__TASK REQUIREMENTS__
Copy word for word the lines from the one containing "Readme: the locator spots each instance of the cart" through the last line below, both ends included.

__DATA TO PROCESS__
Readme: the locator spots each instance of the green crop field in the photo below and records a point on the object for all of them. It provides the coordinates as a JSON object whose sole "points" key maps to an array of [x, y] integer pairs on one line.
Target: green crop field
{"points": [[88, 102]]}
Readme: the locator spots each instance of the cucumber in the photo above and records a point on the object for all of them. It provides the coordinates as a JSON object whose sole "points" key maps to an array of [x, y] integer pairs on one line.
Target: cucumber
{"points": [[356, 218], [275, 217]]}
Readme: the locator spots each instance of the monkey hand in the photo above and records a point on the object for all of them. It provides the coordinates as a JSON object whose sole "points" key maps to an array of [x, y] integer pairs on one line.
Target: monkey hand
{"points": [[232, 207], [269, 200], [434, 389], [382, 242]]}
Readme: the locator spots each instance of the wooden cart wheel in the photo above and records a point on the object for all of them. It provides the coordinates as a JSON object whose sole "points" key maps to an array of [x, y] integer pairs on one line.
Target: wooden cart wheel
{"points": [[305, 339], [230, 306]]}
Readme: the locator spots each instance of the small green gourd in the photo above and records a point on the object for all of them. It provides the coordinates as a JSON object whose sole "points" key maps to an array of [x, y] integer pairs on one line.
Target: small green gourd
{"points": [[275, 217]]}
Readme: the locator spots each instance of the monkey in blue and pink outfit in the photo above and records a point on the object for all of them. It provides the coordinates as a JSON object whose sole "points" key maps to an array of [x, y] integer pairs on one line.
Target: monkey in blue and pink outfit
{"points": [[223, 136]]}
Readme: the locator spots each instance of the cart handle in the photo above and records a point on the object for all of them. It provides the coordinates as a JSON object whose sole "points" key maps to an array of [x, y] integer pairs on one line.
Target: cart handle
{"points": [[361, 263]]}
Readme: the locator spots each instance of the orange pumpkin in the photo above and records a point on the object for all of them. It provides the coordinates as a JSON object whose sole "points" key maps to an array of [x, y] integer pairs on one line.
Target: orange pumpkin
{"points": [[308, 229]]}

__SOLUTION FOR THIS EXERCISE__
Readme: the locator spots each instance of the cart handle in the photo above and records a point on the object for all of them. It provides the coordinates as a JSON object whose sole "points" key maps to an array of [x, y] integer pairs on one line.
Target: cart handle
{"points": [[361, 263]]}
Readme: the locator spots each instance of the orange pumpkin in the photo above and records a point on the object for all of them. It provides the coordinates as a JSON object whose sole "points" key maps to an array of [x, y] integer pairs on one line.
Target: orange pumpkin
{"points": [[308, 229]]}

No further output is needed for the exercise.